Written exercise A: In the OpenShift guide below, which listed component is not available for download in the Habana Vault?
Written exercise B: Decide whether each statement agrees with the OpenShift guide below, answering yes or no and quoting the deciding words: (i) The guide covers setting up a cloud-hosted deployment. (ii) Habana provides a Device Plug in for Kubernetes. (iii) SynapseAI software packages are used to install and load FW and the habanalabs driver.
Written exercise C: Pick up the OpenShift guide below after its last sentence and write how it continues.

Source excerpt:
■ ■ ■
OpenShift (OCP) User Guide

OpenShift provides an efficient and manageable way to orchestrate deep learning workloads at scale. This document describes the steps required in order to setup a generic OpenShift based solution for an on-premise setup based on CoreOS Host configuration.

The following sections detail the steps required:

For details on OpenShift, refer to OpenShift documentation.

Prerequisites

Habana provides the following components needed for deploying a generic Kubernetes solution:

  • Docker Image needed to build and load the habanalabs driver.

  • SynapseAI software packages required to install and load FW and habanalabs driver. See Installation Guide.

  • Device Plug in for Kubernetes. See Kubernetes User Guide.

The above components except Docker Image are available for download and use in the Habana Vault .
■ ■ ■
Given information:
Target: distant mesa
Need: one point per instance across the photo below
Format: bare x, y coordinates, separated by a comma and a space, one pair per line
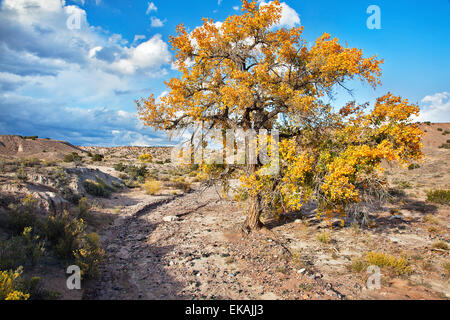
13, 146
■ ■ ■
Task result A: The Docker Image needed to build and load the habanalabs driver.

Task result B:
(i) No: "for an on-premise setup based on CoreOS Host configuration"
(ii) Yes: "Device Plug in for Kubernetes."
(iii) Yes: "SynapseAI software packages required to install and load FW and habanalabs driver."

Task result C:
Preparation For Running Docker Image on OCP-based Host

  1. Since CoreOS is a restricted system, an overlay mount is required as /lib/firmware and /usr are read-only partitions:

modules=/opt/habana
sudo mkdir -p "$modules" "$modules.wd" mkdir -p /opt/habana/habanalabs/gaudi/
sudo mount -o "lowerdir=/lib/firmware,upperdir=$modules,workdir=$modules.wd" -t overlay overlay /lib/firmware

Note

To make this mount persistent, adding the following configuration to rc.local settings is recommended:

sudo vi /etc/rc.local
modules=/opt/habana
sudo mkdir -p "$modules" "$modules.wd"
sudo mount -o "lowerdir=/lib/firmware,upperdir=$modules,workdir=$modules.wd" -t overlay overlay /lib/firmware
  1. Assign proper permissions for rc.local system file:

sudo chmod +x /etc/rc.d/rc.local
  1. Make sure basic operations on OCP host are working properly. Run the below command for list of running cluster:

oc get nodes

Build & Run Docker Container

  1. Create a Dockerfile on Linux Host. Internet access is required.

vi Dockerfile
  1. Insert the below content into the newly created Dockerfile and save.

Note

The timezone in this configuration should match your location.

Note

To load the habanalabs driver properly, make sure to use centos:8.3.2011 to create the dockerfile.

FROM centos:8.3.2011

ARG KERNEL_VER=4.18.0-305.0.1.el8.x86_64
ARG KERNEL_SERVER_URL="http://168.63.67.169/centos/8-stream/BaseOS/x86_64/os/"
LABEL description="centos8.3 docker image for driver loading inside docker container"

LABEL kernel="${KERNEL_VER}"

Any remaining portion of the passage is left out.